The section below Moy Bridge includes four aqueducts which carry the canal over local rivers. These are the Loy aqueduct, the Muirshearlich aqueduct, the Sheangain aqueduct and the Mount Alexander aqueduct. The Loy aqueduct consists of three parallel arches, 260 ft long, with the River Loy passing through the centre arch, and the side arches used for pedestrians and animals, although they sometimes carry flood flow from the river. Torcastle aqueduct is similar but slightly shorter at 240 ft, and carries the Allt Sheangain in two of the arches, with the third used as a roadway. Mount Alexander aqueduct only has two arches, one used by the Allt Mor, and the other a footpath.

Soon the canal arrives at the top of Neptune's Staircase, a flight of eight locks that drop the level of the canal by 64 ft in the space of 500 yd. Halfway down the flight to the west is another house similar to that at Gairlochy, but split to provide accommodation for two lock keepers. On the eastern bank is a smithy and sawpits, dating from the 1820s, and a workshop dating from 1880 to 1890. Neptune's Staircase was originally fitted with 36 capstans each of which had to be rotated 20 times to operate the lock gates and sluices, but progress through the structure was sped up in the 20th century when the flight was mechanised. At the foot of the locks, a swing bridge carries the A830 road over the canal, and a steel bow truss swing bridge, built in 1901 by Simpson and Wilson, carries the West Highland Line from to . The canal turns to the west to reach a pair of staircase locks at Corpach, which is followed by a small basin and the final sea lock to allow boats to access Loch Linnhe.

==Names==
The canal has several names in Scottish Gaelic including Amar-Uisge/Seòlaid a' Ghlinne Mhòir ("Waterway of the Great Glen"), Sligh'-Uisge na h-Alba ("Waterway of Scotland") and a literal translation (An) Canàl Cailleannach.

» **Given entries**:
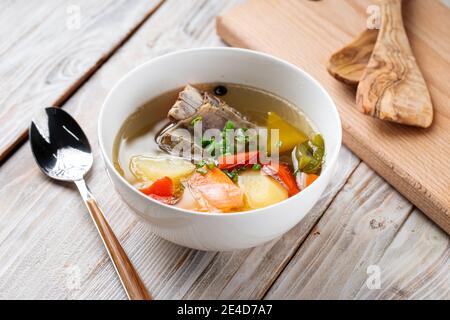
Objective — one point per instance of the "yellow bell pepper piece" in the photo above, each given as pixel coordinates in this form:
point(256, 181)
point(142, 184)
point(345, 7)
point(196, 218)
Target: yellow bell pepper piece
point(289, 136)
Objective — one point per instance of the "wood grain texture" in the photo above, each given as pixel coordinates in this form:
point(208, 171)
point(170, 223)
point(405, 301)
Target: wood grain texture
point(368, 224)
point(49, 247)
point(403, 155)
point(349, 64)
point(62, 247)
point(49, 48)
point(392, 87)
point(130, 279)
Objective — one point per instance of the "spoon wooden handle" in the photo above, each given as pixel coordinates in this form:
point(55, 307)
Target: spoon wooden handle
point(129, 277)
point(393, 87)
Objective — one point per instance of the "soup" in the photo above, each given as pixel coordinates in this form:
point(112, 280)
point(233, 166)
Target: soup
point(219, 148)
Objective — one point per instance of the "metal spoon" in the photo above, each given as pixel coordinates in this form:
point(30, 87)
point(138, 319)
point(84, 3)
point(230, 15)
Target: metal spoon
point(62, 151)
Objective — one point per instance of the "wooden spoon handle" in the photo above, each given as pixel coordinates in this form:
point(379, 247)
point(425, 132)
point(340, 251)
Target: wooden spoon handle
point(129, 277)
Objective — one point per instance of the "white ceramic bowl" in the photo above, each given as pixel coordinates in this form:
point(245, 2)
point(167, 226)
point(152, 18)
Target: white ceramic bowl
point(209, 231)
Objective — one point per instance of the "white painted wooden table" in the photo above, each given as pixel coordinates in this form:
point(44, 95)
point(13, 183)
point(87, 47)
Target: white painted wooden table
point(71, 53)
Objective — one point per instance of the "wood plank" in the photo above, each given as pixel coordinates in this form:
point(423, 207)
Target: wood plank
point(249, 274)
point(368, 224)
point(299, 31)
point(50, 236)
point(415, 265)
point(56, 46)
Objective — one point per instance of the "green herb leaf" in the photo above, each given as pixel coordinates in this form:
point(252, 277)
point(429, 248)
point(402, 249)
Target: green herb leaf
point(202, 170)
point(256, 167)
point(195, 120)
point(229, 125)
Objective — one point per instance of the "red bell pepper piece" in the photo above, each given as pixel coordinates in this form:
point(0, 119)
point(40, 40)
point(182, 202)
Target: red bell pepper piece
point(232, 161)
point(281, 172)
point(162, 188)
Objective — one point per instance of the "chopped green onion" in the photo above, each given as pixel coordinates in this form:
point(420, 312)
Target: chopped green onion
point(229, 125)
point(211, 165)
point(201, 163)
point(201, 170)
point(256, 167)
point(195, 120)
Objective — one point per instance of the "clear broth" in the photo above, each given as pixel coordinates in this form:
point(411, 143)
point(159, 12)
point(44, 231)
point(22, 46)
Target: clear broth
point(137, 135)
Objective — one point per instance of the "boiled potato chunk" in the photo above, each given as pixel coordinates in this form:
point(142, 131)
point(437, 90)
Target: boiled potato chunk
point(289, 136)
point(260, 190)
point(151, 168)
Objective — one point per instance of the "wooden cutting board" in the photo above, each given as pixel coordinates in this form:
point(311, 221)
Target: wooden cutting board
point(415, 161)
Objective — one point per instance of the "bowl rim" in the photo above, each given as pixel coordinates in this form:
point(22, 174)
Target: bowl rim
point(327, 170)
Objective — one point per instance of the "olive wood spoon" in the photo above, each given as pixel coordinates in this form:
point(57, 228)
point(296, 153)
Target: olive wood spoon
point(392, 87)
point(349, 64)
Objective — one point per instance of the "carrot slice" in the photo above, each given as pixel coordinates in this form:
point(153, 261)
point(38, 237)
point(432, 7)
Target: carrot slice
point(310, 178)
point(215, 191)
point(232, 161)
point(162, 188)
point(284, 174)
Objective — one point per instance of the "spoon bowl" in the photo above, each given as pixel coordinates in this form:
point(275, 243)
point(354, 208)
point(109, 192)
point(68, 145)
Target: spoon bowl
point(62, 151)
point(59, 145)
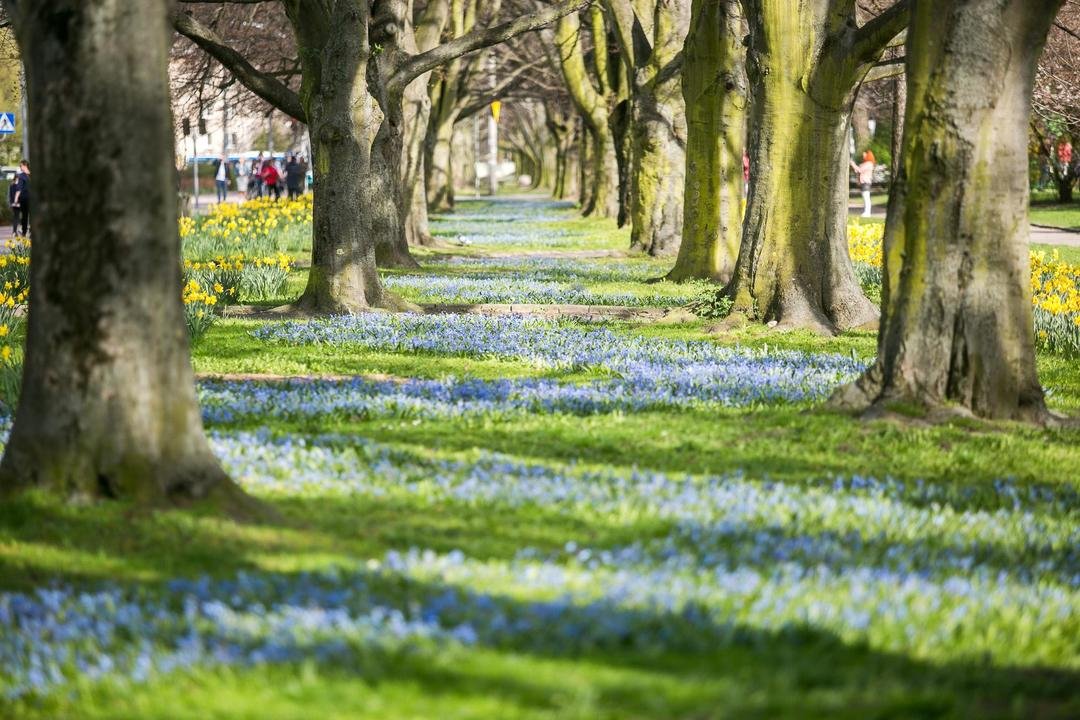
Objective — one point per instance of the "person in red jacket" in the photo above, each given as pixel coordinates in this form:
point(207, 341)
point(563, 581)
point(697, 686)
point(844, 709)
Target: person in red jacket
point(271, 178)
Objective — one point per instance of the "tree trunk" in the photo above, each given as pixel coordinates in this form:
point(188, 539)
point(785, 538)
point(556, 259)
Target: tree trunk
point(714, 87)
point(417, 114)
point(441, 164)
point(957, 326)
point(603, 171)
point(805, 67)
point(658, 165)
point(108, 404)
point(350, 200)
point(1065, 188)
point(619, 123)
point(584, 187)
point(899, 107)
point(658, 131)
point(603, 176)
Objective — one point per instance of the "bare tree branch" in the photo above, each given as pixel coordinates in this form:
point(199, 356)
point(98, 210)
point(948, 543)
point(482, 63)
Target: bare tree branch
point(480, 38)
point(264, 84)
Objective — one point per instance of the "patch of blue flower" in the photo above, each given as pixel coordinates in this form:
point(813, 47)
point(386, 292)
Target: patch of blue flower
point(925, 569)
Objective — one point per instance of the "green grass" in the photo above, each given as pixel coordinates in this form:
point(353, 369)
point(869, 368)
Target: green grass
point(1056, 215)
point(805, 673)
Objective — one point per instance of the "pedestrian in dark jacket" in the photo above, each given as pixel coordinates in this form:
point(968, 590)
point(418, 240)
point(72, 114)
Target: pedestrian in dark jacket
point(11, 203)
point(22, 199)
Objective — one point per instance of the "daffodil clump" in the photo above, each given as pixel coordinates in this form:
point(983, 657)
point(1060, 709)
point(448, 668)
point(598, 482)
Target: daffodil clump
point(243, 277)
point(200, 304)
point(258, 227)
point(14, 294)
point(15, 261)
point(1055, 291)
point(1055, 288)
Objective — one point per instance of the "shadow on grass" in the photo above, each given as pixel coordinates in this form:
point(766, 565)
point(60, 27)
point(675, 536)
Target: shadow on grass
point(598, 660)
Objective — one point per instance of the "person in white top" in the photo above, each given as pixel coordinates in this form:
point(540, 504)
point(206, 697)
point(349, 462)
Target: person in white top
point(865, 173)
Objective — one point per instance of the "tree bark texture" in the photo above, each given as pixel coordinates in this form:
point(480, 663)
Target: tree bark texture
point(658, 121)
point(108, 403)
point(805, 65)
point(350, 202)
point(714, 89)
point(957, 325)
point(603, 172)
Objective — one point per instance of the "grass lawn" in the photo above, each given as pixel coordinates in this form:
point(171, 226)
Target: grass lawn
point(1056, 215)
point(516, 518)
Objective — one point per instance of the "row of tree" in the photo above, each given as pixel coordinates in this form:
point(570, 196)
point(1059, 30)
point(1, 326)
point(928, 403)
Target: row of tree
point(108, 406)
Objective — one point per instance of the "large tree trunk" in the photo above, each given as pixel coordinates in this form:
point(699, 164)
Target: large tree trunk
point(658, 132)
point(108, 404)
point(957, 326)
point(1065, 188)
point(714, 87)
point(899, 108)
point(440, 167)
point(805, 67)
point(417, 113)
point(658, 163)
point(619, 123)
point(348, 198)
point(602, 174)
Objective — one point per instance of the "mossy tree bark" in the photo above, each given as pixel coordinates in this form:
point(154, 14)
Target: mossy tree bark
point(593, 105)
point(108, 403)
point(806, 64)
point(714, 89)
point(440, 144)
point(650, 35)
point(446, 95)
point(562, 130)
point(957, 326)
point(420, 37)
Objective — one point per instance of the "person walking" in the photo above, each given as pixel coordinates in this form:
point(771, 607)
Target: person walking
point(22, 199)
point(257, 176)
point(295, 174)
point(271, 178)
point(865, 173)
point(11, 203)
point(221, 176)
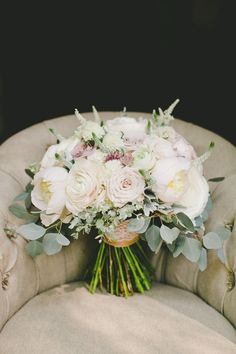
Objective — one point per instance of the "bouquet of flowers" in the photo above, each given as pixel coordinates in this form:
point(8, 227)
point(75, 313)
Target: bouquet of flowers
point(125, 182)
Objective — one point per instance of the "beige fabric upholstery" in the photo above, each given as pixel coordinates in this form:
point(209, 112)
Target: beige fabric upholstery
point(68, 320)
point(23, 277)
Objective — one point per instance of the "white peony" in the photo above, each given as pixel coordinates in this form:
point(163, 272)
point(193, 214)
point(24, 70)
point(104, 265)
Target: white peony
point(133, 130)
point(159, 147)
point(125, 185)
point(63, 149)
point(180, 182)
point(143, 159)
point(87, 129)
point(113, 141)
point(83, 185)
point(48, 193)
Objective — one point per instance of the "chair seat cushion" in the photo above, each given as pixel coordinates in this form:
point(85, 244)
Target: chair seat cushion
point(69, 320)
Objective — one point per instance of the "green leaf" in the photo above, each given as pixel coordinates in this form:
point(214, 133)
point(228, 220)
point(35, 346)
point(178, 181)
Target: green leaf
point(31, 231)
point(223, 232)
point(50, 244)
point(21, 196)
point(185, 221)
point(212, 241)
point(192, 249)
point(169, 235)
point(34, 248)
point(20, 212)
point(153, 238)
point(202, 262)
point(221, 255)
point(62, 240)
point(216, 179)
point(179, 245)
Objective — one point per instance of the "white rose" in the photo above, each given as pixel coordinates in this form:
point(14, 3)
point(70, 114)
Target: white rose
point(113, 141)
point(166, 132)
point(97, 156)
point(87, 129)
point(161, 148)
point(143, 159)
point(111, 166)
point(133, 130)
point(83, 185)
point(64, 149)
point(48, 193)
point(125, 185)
point(183, 148)
point(180, 182)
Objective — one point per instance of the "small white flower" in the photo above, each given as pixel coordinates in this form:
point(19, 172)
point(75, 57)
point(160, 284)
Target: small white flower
point(63, 149)
point(178, 181)
point(48, 193)
point(124, 186)
point(113, 141)
point(143, 159)
point(133, 130)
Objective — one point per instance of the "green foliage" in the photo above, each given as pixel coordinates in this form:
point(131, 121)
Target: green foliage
point(34, 248)
point(50, 244)
point(223, 232)
point(21, 212)
point(212, 241)
point(31, 231)
point(202, 262)
point(153, 238)
point(169, 235)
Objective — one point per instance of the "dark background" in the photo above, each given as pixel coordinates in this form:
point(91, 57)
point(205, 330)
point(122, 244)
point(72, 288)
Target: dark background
point(76, 54)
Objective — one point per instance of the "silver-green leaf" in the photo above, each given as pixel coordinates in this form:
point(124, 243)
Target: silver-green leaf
point(202, 262)
point(50, 244)
point(31, 231)
point(62, 240)
point(34, 248)
point(223, 232)
point(212, 241)
point(169, 235)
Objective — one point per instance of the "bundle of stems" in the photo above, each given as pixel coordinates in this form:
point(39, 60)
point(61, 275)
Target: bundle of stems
point(121, 270)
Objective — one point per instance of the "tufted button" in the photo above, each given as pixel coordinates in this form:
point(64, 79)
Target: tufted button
point(230, 281)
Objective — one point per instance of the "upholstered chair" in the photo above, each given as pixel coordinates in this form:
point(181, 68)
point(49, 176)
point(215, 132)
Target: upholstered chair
point(45, 306)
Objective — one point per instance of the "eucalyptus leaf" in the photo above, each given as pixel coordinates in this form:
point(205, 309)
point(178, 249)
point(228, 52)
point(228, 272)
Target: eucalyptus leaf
point(20, 212)
point(153, 238)
point(34, 248)
point(223, 232)
point(50, 244)
point(202, 262)
point(31, 231)
point(169, 235)
point(212, 241)
point(185, 221)
point(62, 240)
point(221, 255)
point(21, 196)
point(179, 245)
point(192, 249)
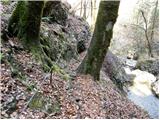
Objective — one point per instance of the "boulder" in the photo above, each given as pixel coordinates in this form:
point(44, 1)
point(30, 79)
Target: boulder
point(155, 88)
point(150, 65)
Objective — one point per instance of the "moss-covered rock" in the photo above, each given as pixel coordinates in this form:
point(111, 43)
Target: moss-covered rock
point(42, 103)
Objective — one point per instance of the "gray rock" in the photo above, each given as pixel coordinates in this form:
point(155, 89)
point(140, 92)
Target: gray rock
point(150, 65)
point(155, 88)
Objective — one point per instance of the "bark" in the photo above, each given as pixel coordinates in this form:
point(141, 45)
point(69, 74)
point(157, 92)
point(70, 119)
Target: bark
point(92, 63)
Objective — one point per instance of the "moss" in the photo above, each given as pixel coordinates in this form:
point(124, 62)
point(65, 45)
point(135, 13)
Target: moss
point(37, 102)
point(43, 103)
point(13, 24)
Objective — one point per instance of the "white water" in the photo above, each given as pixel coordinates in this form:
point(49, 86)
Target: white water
point(140, 93)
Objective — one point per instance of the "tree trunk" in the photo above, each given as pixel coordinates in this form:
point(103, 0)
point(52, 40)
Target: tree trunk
point(92, 63)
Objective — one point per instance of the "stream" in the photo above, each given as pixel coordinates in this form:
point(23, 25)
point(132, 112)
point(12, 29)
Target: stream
point(141, 94)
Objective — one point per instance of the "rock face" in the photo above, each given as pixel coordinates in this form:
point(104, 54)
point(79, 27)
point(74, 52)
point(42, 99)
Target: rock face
point(63, 35)
point(150, 65)
point(114, 67)
point(155, 88)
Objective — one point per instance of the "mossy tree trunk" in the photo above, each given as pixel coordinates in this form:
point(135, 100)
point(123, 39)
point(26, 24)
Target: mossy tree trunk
point(27, 19)
point(92, 63)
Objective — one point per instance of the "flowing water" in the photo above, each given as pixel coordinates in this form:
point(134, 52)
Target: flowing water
point(141, 94)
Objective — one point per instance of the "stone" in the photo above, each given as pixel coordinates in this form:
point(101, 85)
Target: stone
point(150, 65)
point(155, 88)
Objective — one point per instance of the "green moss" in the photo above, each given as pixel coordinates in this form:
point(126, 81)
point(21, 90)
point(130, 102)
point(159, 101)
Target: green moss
point(13, 24)
point(37, 102)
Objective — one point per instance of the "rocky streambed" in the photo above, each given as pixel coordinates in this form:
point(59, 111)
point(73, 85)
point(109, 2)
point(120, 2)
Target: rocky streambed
point(139, 85)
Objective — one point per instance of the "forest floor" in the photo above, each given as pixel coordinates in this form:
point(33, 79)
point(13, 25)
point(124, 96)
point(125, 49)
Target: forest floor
point(22, 79)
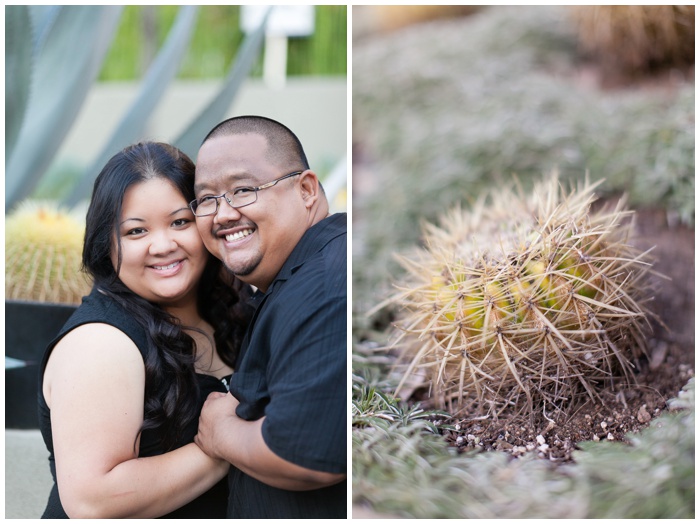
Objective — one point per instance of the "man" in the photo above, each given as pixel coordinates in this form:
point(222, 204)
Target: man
point(283, 427)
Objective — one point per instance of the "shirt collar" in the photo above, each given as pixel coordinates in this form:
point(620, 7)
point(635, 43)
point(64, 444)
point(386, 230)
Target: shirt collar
point(313, 240)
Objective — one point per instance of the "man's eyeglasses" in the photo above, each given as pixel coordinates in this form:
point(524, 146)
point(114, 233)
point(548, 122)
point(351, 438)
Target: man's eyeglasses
point(239, 197)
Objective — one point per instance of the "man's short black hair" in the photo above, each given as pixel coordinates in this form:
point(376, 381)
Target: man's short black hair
point(284, 148)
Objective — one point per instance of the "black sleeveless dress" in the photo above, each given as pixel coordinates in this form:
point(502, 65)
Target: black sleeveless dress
point(99, 308)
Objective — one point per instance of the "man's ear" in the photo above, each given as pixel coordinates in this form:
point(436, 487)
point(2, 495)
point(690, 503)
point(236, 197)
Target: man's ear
point(310, 187)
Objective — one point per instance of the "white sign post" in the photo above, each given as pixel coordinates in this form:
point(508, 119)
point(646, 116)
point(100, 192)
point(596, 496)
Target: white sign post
point(285, 21)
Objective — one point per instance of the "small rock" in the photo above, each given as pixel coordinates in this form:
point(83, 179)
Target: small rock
point(643, 415)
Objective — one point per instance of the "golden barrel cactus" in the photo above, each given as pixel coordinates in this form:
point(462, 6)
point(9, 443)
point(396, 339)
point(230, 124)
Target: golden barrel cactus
point(524, 303)
point(43, 254)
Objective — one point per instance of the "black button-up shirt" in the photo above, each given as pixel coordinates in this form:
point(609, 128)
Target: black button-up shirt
point(292, 369)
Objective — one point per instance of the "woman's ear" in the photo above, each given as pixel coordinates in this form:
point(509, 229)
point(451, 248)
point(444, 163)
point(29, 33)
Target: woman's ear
point(310, 187)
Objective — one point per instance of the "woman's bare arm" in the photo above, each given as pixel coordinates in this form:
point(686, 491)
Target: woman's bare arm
point(94, 384)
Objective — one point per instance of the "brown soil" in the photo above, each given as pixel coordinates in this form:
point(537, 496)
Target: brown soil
point(625, 409)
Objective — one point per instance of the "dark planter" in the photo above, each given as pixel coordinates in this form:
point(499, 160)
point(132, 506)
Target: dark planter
point(29, 327)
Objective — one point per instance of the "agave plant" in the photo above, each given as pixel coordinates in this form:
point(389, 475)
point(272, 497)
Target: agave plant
point(524, 302)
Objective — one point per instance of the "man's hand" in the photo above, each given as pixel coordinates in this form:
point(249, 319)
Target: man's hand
point(217, 411)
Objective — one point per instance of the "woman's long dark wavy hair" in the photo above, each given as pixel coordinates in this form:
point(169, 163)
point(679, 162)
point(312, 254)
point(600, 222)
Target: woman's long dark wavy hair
point(171, 386)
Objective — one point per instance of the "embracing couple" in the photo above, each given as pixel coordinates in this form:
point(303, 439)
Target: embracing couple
point(205, 374)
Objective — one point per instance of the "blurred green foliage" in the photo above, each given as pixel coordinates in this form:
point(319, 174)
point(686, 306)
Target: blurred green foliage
point(402, 467)
point(216, 39)
point(445, 112)
point(501, 93)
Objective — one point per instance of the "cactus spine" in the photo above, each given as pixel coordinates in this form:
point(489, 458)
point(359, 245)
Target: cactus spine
point(525, 302)
point(43, 252)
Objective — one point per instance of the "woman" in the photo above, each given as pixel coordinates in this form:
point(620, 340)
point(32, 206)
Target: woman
point(124, 382)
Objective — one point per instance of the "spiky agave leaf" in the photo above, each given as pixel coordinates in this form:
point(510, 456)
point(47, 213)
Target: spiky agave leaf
point(523, 301)
point(43, 250)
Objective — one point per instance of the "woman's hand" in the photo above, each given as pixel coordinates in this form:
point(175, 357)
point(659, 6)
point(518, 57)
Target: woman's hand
point(217, 410)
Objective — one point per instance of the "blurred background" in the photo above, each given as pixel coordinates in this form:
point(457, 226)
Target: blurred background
point(82, 82)
point(450, 102)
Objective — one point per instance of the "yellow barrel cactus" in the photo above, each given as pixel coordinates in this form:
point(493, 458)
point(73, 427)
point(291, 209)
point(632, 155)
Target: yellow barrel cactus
point(43, 254)
point(523, 303)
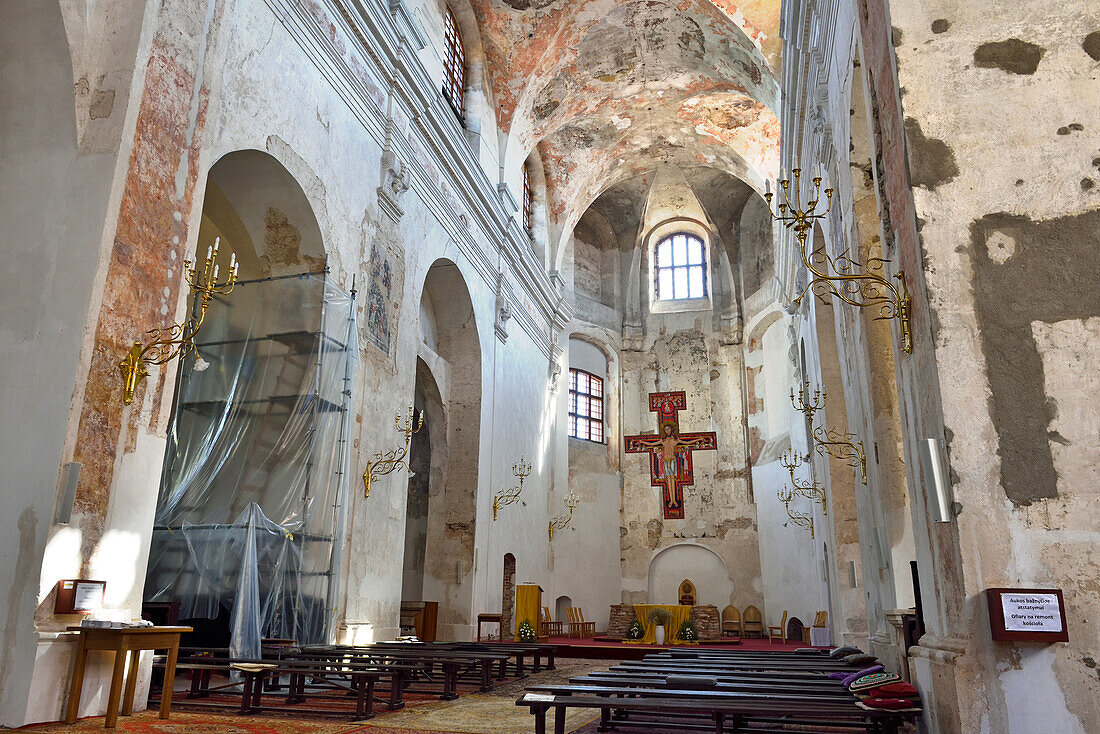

» **What this exercise asks**:
- 1) Answer these from the canal passage:
(a) How many arches does the Mount Alexander aqueduct have?
(b) How many locks make up Neptune's Staircase?
(c) Which Scottish Gaelic name for the canal means "Waterway of Scotland"?
- 2) Duplicate the stretch of the canal passage from "The section below" through "other a footpath.".
The entries have nothing to do with the canal passage.

» **Task responses**:
- 1)
(a) Two.
(b) Eight.
(c) Sligh'-Uisge na h-Alba.

- 2)
The section below Moy Bridge includes four aqueducts which carry the canal over local rivers. These are the Loy aqueduct, the Muirshearlich aqueduct, the Sheangain aqueduct and the Mount Alexander aqueduct. The Loy aqueduct consists of three parallel arches, 260 ft long, with the River Loy passing through the centre arch, and the side arches used for pedestrians and animals, although they sometimes carry flood flow from the river. Torcastle aqueduct is similar but slightly shorter at 240 ft, and carries the Allt Sheangain in two of the arches, with the third used as a roadway. Mount Alexander aqueduct only has two arches, one used by the Allt Mor, and the other a footpath.